Nobody else in the room notices or cares that Edith is hissing and snarling like a cat in a swimming pool, including the teacher. So Beau bumbles and blushes around the room, then sniffs himself to make sure he doesn't stink. At least unlike Bella, he doesn't pull his hair over his face.


"If I put this in a man-bun, people will think I'm hot!"

I kept my eyes down as I went to sit by her, confused and awkward, wondering what I could have done to earn the antagonistic glare she’d given me.

Funny how he doesn't assume that... maybe... just maybe... she's a nasty bitch.

He continues creeping on her throughout the class, even though she's made it VERY clear she's not interested. I'm not talking about a quick glance - he's describing her muscle development, her clothes, her skin, etc.


and her forearm flexed with surprisingly hard muscle beneath her pale skin.

Because GIRLS can't have hard muscle. They need to be skinnyfat like Bella!


I couldn’t help but notice how perfect that skin was. Not one freckle, not one scar.

Except that giant tattoo of a centipede on her face.


I couldn’t help but notice how perfect that skin was. Not one freckle, not one scar.

### Source material:
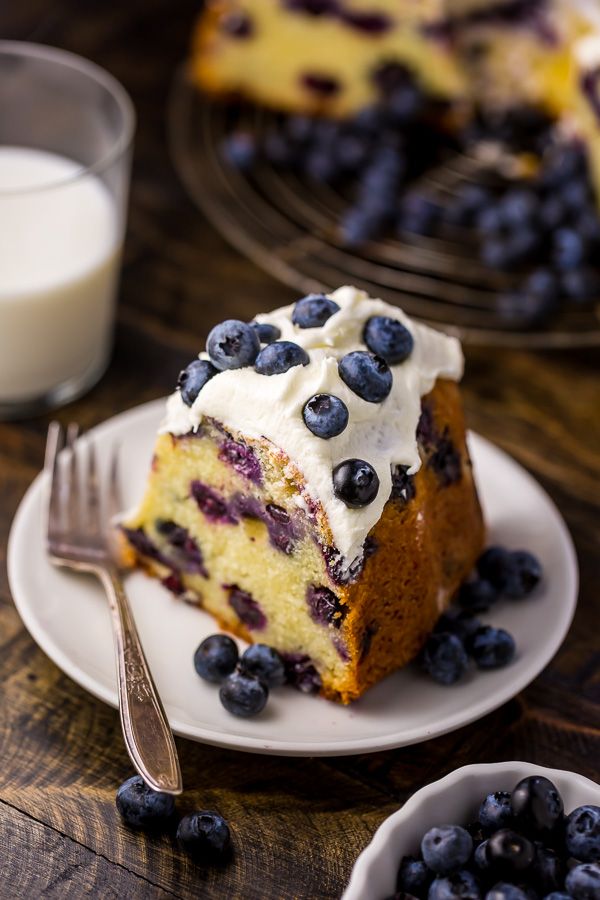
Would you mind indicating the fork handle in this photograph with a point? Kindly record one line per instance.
(148, 736)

### Stated goal:
Decide whether each statement agrees with the commentary above: (a) the teacher notices Edith hissing and snarling, (b) Beau sniffs himself to make sure he doesn't stink, (c) Beau pulls his hair over his face as Bella does. Answer yes or no for each and quote the words of the text that decide it.

### Full answer:
(a) No: "Nobody else in the room notices or cares that Edith is hissing and snarling like a cat in a swimming pool, including the teacher."
(b) Yes: "then sniffs himself to make sure he doesn't stink."
(c) No: "At least unlike Bella, he doesn't pull his hair over his face."